* **Aim of the exercise**:
An exact copy of every entry below is required, and no picture may appear in it.

* **Entries provided**:
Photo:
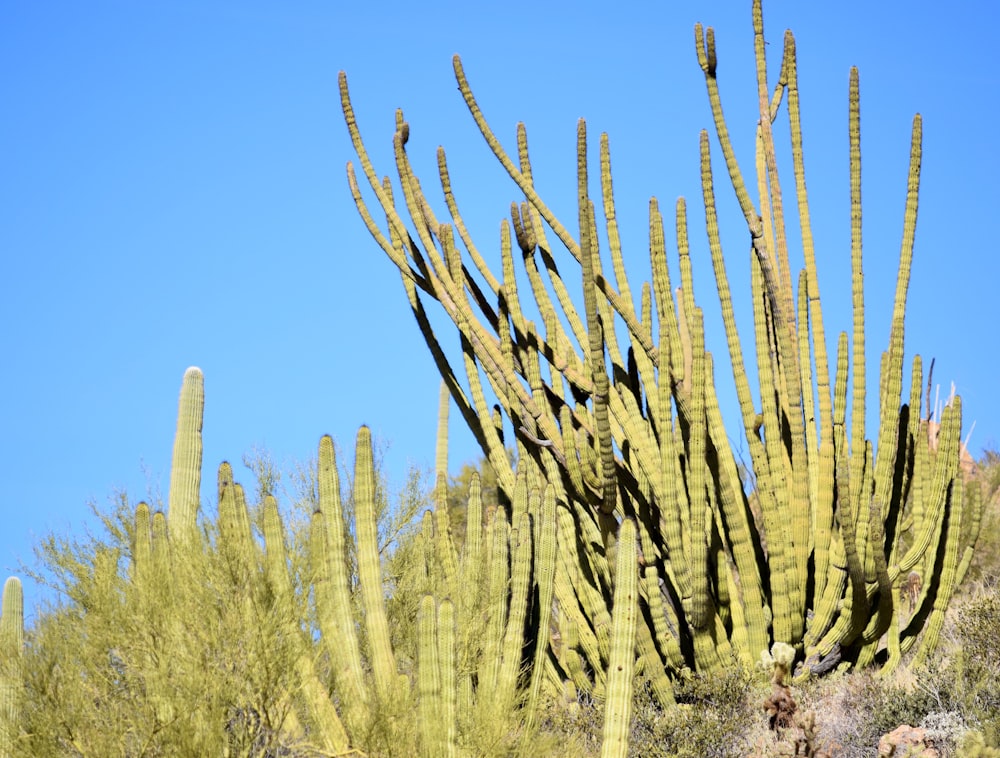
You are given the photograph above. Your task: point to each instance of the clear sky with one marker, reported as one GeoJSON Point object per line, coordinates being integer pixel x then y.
{"type": "Point", "coordinates": [173, 193]}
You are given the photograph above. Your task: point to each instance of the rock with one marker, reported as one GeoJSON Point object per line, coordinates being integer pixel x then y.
{"type": "Point", "coordinates": [906, 742]}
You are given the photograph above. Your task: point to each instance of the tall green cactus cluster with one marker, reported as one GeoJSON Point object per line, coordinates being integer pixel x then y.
{"type": "Point", "coordinates": [615, 409]}
{"type": "Point", "coordinates": [308, 644]}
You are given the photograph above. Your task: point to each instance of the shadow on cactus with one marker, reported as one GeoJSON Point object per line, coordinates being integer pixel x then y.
{"type": "Point", "coordinates": [629, 429]}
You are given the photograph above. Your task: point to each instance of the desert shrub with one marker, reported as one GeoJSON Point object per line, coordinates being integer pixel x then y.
{"type": "Point", "coordinates": [975, 661]}
{"type": "Point", "coordinates": [713, 718]}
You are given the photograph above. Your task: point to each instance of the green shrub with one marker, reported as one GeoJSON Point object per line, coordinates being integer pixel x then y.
{"type": "Point", "coordinates": [713, 718]}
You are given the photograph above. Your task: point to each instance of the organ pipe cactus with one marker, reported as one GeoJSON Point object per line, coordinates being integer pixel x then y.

* **Solved exercise**:
Photo:
You are given the photograph above. Your task: point to each instance of the clear sky with one marker, reported as one GeoJSON Point object per line, coordinates being integer pixel x then y.
{"type": "Point", "coordinates": [173, 193]}
You are given the photograph above. Your task: point to each instance of the rock with one marker, reported as one GeoJSON Point object per line, coordinates being integer pixel x then y.
{"type": "Point", "coordinates": [906, 742]}
You are given the photograph above. Your task: point to each instance of the tall green cactus cluster with one marker, reported as one GeoJSON Point object per line, coordinates being integer pixel x then y.
{"type": "Point", "coordinates": [615, 409]}
{"type": "Point", "coordinates": [308, 644]}
You are given the photograph above. Your task: point to each instance of the shadow on cactus with one marker, reported as one GeoJSON Point object per line, coordinates being integer pixel x then y.
{"type": "Point", "coordinates": [629, 429]}
You are given the photograph above. Your task: point to each instance of the desert shrub with one marker, reported as one GeoJSON Point object per line, coordinates being integer pixel x then y.
{"type": "Point", "coordinates": [975, 661]}
{"type": "Point", "coordinates": [713, 718]}
You are given the photograph above. Your task: point to each instance of the green shrub with one marker, reported as one GeoJSON Point object per line, coordinates being integer pixel x then y.
{"type": "Point", "coordinates": [713, 718]}
You are given the photograph above. Your task: point to each instance of the organ pipe cactus with one marker, reported as one GeoJSON Point object per line, coordinates being integer pixel x then y.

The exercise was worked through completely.